Request — Reproduce the Martin Sheen interview from "Why does Sheen" to "Missiles of October.", updating it so that "television film" appears wherever "miniseries" stands.

20 Great Interviews:
Martin Sheen

Tom Dunphy, Contibutor
October / November 2005
He was born Ramon Estevez, the seventh of ten siblings, nine boys and a girl, on August 3, 1940 in Dayton to a Spanish-born father and Irish-born mother (“she taught me all the Irish songs”). Estevez took the stage name Martin Sheen upon moving to New York in the early 1960s to pursue acting. (“Martin” came from the last name of a casting director friend; “Sheen” from the ubiquitous TV bishop.) Unlike countless other Hollywood types, Sheen has been married to his wife, Janet, for over 40 years. And he is patriarch of an acting family — daughter Renee Estevez and sons Emilio and Ramon Estevez and Charlie Sheen have achieved varying degrees of fame, and infamy.
Martin Sheen has good reason to laugh these days. His TV series, The West Wing, is a critical and ratings success, and has given Sheen a career boost as he enters his fifth decade of acting. Sheen plays President Josiah “Jed” Bartlet, a blunt, common-sense pragmatist who wrestles with his presidential decisions and his faith.
“They’ve allowed me my Catholicism, which places the issues we raise on the show in a moral frame of reference,” says Sheen. “To see the most powerful man in the world get down on the floor of the Oval Office and ask forgiveness for his sins — finally I got to do something personal.”
Why does Sheen think West Wing has resonated so strongly with the American public? “I think we are causing public debate on some very undebated issues,” he contends. “We’re talking about gun violence, about justice, about racism, about the environment, about these issues that touch us. I think that’s what people are responding to.”
Martin Sheen has made cinematic forays into the White House into somewhat of a personal cottage industry. In addition to his Bartlet character, Sheen played chief-of-staff A.J. McInerney in the 1995 feature film The American President, John F. Kennedy in the 1983 miniseries Kennedy, and Bobby Kennedy in the 1974 miniseries The Missiles of October.
Sheen has few regrets, but portraying Jack Kennedy is one of them. “It shouldn’t have been done, quite frankly. I was ill-prepared, the company was ill-prepared. He’s too big an icon to portray. It was hopeless,” he says.
Sheen turns downright evangelical in talking about the late president. “The image of that brilliant, handsome man, that young father — Kennedy sparked an energy, enthusiasm, idealism. He changed the world! He’d express an idea and it became policy. He said, `We’re going to the moon,’ and we got there in less than ten years! He willed it.
“The main ingredient of his administration was confidence,” continues Sheen. “He was like a cocky, streetwise Irishman. He knew he pissed some people off. He had a knowledge of the media, and he played it like a piper. He knew exactly how to get them to dance to his tune. He was charming and brilliant, and people were in love with him and he knew it.”

Record set —
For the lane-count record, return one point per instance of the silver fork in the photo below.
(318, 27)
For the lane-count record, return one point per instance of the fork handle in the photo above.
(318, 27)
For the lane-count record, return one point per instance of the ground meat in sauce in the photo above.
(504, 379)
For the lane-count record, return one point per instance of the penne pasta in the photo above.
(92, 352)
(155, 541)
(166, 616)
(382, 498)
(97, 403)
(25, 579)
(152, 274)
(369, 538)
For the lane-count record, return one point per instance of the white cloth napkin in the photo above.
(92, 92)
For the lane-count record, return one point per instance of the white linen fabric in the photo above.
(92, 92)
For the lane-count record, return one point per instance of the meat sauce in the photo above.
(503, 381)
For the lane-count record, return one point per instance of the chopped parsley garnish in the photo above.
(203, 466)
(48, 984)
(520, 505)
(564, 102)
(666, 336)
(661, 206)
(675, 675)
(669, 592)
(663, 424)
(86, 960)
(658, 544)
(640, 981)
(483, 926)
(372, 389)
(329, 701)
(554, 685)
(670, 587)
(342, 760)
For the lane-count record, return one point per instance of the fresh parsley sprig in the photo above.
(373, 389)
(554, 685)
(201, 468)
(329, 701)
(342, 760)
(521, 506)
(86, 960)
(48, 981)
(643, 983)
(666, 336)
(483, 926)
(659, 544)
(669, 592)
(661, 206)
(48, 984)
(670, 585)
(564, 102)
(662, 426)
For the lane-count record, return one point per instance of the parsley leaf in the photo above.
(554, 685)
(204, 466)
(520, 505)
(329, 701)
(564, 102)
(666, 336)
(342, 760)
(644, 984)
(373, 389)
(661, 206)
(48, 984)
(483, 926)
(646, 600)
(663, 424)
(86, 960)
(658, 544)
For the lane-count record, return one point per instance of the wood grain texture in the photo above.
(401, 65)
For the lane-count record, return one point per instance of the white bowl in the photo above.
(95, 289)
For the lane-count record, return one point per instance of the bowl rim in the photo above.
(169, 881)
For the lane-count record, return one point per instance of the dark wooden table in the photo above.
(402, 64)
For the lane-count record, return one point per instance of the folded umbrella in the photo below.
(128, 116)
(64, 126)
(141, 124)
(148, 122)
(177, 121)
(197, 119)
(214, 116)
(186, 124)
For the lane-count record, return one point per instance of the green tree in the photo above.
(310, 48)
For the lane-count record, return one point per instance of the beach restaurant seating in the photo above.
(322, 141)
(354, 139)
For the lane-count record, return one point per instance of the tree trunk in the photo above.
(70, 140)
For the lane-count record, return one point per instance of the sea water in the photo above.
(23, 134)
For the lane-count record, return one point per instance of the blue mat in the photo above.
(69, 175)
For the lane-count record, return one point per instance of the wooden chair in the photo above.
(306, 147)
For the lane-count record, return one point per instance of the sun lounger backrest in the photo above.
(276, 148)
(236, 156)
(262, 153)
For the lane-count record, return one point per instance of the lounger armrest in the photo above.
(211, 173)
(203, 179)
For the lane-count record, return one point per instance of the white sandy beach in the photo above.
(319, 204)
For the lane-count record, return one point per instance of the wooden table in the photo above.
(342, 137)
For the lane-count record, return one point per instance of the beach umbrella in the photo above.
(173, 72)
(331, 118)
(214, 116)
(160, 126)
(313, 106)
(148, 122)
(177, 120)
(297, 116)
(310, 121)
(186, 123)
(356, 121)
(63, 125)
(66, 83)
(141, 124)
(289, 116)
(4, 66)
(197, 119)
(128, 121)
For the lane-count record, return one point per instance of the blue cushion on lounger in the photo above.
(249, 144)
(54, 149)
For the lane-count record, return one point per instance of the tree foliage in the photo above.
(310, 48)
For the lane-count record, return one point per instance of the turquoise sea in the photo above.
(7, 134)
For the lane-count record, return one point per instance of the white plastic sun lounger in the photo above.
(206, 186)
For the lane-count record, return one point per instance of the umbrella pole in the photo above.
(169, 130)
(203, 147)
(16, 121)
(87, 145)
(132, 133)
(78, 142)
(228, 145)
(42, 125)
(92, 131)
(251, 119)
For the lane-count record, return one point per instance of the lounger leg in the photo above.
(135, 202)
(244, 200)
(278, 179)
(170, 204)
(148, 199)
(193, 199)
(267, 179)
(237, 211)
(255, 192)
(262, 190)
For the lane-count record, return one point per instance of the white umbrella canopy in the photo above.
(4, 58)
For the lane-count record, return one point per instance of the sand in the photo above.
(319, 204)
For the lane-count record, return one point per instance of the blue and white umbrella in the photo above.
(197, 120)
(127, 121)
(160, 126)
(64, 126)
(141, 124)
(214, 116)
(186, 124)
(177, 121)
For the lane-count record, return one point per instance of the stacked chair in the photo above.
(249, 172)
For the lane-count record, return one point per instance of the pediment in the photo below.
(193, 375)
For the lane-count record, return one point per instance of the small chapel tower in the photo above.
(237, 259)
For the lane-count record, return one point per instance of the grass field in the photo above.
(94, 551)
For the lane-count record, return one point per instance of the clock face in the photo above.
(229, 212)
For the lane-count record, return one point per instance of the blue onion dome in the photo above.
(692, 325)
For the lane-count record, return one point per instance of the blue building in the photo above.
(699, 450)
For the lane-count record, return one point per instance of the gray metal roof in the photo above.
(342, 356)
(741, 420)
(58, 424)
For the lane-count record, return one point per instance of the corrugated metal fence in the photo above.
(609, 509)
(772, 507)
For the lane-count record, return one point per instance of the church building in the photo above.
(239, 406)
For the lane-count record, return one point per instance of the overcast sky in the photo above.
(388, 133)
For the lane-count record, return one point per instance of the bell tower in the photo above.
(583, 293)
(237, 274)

Response —
Why does Sheen think West Wing has resonated so strongly with the American public? “I think we are causing public debate on some very undebated issues,” he contends. “We’re talking about gun violence, about justice, about racism, about the environment, about these issues that touch us. I think that’s what people are responding to.”
Martin Sheen has made cinematic forays into the White House into somewhat of a personal cottage industry. In addition to his Bartlet character, Sheen played chief-of-staff A.J. McInerney in the 1995 feature film The American President, John F. Kennedy in the 1983 television film Kennedy, and Bobby Kennedy in the 1974 television film The Missiles of October.